• **PROBLEM TO SOLVE**:
Reproduce each line of the listing exactly.

• **DATA LISTING**:

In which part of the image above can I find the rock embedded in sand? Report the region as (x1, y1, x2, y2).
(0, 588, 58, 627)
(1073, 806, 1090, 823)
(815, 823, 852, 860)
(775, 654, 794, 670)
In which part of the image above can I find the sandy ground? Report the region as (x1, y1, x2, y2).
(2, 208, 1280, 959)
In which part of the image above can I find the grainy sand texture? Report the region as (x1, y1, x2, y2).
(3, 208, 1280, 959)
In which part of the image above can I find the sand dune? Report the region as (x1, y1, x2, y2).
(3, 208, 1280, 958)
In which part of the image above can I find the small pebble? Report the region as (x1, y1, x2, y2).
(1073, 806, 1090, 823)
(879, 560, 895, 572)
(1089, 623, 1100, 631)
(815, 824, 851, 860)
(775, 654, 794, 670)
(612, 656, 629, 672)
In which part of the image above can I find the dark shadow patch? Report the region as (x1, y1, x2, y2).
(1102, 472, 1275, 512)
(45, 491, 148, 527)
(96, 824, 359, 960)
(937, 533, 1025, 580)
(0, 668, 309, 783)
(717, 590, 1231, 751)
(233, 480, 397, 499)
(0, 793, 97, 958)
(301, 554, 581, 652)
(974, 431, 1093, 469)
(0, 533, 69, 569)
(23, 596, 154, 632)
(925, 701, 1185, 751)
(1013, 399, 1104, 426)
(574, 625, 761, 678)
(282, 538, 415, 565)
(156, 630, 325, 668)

• **SOLUTION TO THIS PROBLEM**:
In which part of the image above can I find the rock embedded in sand? Report the region as (x1, y1, x2, y2).
(0, 588, 58, 627)
(1073, 806, 1090, 823)
(815, 823, 852, 860)
(775, 654, 794, 670)
In which part of the image above can I find the sandy ground? Report the region as (x1, y1, x2, y2).
(2, 208, 1280, 959)
In which part of the image above can I find the grainy sand texture? Report the region as (x1, y1, x2, y2).
(3, 208, 1280, 959)
In which part of the image above can I find the sand dune? Report the region as (x1, y1, x2, y2).
(3, 208, 1280, 958)
In which part of the image above can I find the small pebble? Report the region as (x1, y1, x2, y2).
(1073, 806, 1090, 823)
(879, 560, 895, 572)
(1089, 623, 1100, 631)
(815, 824, 851, 860)
(775, 654, 794, 670)
(612, 656, 629, 672)
In which part of the image above can I find the dark shadow patch? Report the region as (x1, y1, x2, y2).
(1102, 472, 1275, 512)
(45, 491, 148, 527)
(96, 824, 359, 960)
(937, 533, 1025, 580)
(0, 668, 309, 783)
(717, 590, 1231, 751)
(233, 480, 397, 499)
(0, 793, 97, 958)
(301, 554, 581, 652)
(974, 431, 1093, 469)
(0, 533, 69, 569)
(23, 596, 154, 632)
(925, 701, 1185, 751)
(1013, 399, 1104, 426)
(574, 625, 761, 678)
(282, 538, 415, 565)
(156, 630, 325, 668)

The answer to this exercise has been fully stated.